Prompt 1
According to the erobotics text, which two words does the term "erobots" combine?
Prompt 2
Please reproduce the part of the erobotics text that begins at the words "Although they are" and stops after "in the field.", word for word.

Supplied text
━━━

Although they are trained to live in isolated spaces for long periods, astronauts are still human beings, and some human needs become difficult to ignore over time. Among these are emotional and sexual needs, and a solution for this may be found in erobots, an inventive new technology in the sexual doman. Researchers Simon Dubé (Concordia University) and Dave Anctil (Laval University) are pioneers in the field.
Erobotics: robotics in service of human sexuality
Sex toys have long existed as an aid for sexual satisfaction. According to the two researchers, however, the social dimensions of human sexuality cannot be satisfied by these objects. This is where ‘erobots' come in. The term is a combination of the words "erotic" and "robot," and refers to all robotic technologies developed around human sexuality. Examples of these are sex robots, erotic chatbots, and even virtual or augmented reality partners. They are intended to provide enough physical and/or emotional intimacy to calm astronauts' impulses and anxieties stemming from their isolation. Immersive and interactive experiences could even be made possible by combining erobots and sex toys. The researchers consider erobotics a potential entirely new field of study.
Emotional and sexual needs are far from trivial
When confronted with the many taboos surrounding sexuality, the researchers point to science, which has demonstrated that sexual and emotional needs are a fundamental part of human nature. These needs could even compromise a mission if they are not taken into account by space research. Simon Dubé and Dave Anctil argue that abstinence may not work for everyone and that erobotics are still the best solution to the question of human sexuality in space.
Necessary ethical considerations
Other researchers go further and are imagining further benefits which erobotics could provide. This interdisciplinary field could benefit the astronauts' overall health, for example by monitoring their vital statistics. Erobotics could also be used for education and research. No fewer than 18 scientists have examined these considerations in the MIT Press' publication "Robot Sex."

━━━

Data to examine
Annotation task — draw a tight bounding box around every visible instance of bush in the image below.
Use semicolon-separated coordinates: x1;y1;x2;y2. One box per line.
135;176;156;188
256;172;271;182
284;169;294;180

━━━

Result 1
"Erotic" and "robot."

Result 2
Although they are trained to live in isolated spaces for long periods, astronauts are still human beings, and some human needs become difficult to ignore over time. Among these are emotional and sexual needs, and a solution for this may be found in erobots, an inventive new technology in the sexual doman. Researchers Simon Dubé (Concordia University) and Dave Anctil (Laval University) are pioneers in the field.